(Beginning of GIVEN ENTRIES)

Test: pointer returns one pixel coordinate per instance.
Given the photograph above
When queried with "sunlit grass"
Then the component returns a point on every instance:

(End of GIVEN ENTRIES)
(Beginning of GIVEN ENTRIES)

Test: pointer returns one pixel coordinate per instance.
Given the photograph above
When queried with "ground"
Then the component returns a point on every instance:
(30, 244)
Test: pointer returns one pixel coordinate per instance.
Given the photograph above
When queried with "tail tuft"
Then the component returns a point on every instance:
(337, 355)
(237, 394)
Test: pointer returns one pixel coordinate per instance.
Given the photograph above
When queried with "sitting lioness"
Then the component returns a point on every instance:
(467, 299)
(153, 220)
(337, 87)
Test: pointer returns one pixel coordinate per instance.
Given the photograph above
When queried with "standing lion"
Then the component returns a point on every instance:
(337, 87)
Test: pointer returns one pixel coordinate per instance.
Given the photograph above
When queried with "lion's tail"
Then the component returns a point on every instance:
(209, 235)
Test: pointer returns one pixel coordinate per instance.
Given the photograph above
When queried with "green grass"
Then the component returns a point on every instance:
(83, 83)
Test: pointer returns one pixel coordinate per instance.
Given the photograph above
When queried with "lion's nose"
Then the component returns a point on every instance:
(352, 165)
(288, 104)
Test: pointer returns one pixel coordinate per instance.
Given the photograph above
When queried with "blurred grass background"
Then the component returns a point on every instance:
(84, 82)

(End of GIVEN ENTRIES)
(Beginning of GIVEN ENTRIES)

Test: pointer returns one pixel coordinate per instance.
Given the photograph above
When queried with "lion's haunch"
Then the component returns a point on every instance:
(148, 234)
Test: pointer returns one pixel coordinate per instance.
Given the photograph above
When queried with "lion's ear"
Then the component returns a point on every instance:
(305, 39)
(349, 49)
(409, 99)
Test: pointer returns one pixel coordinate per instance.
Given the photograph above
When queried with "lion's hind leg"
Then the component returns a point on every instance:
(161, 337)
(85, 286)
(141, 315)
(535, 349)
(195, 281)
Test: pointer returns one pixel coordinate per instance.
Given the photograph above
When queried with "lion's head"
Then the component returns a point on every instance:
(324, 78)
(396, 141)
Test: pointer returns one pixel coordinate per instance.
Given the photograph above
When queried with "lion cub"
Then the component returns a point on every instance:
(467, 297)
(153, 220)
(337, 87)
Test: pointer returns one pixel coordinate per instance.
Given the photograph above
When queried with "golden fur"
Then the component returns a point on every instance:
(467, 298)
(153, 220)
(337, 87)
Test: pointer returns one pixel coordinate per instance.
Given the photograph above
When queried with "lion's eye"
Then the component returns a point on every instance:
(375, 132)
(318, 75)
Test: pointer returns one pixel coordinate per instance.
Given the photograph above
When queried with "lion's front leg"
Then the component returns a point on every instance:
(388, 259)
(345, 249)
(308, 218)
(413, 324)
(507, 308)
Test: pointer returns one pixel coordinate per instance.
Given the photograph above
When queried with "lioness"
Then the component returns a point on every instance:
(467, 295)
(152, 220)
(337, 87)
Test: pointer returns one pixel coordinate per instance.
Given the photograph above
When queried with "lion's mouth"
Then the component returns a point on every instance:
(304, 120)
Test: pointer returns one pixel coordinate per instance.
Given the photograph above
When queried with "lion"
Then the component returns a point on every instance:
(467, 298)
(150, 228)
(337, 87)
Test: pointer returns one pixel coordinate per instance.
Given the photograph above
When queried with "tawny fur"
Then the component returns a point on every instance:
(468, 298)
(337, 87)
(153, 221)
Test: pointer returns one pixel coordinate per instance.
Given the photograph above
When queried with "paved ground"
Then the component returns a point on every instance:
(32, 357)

(End of GIVEN ENTRIES)

ABOUT THIS EXERCISE:
From the data above, gather every line that includes the word "grass".

RESULT OF THE TASK:
When queried with "sunlit grass"
When queried with "green grass"
When queried with "blurred grass background"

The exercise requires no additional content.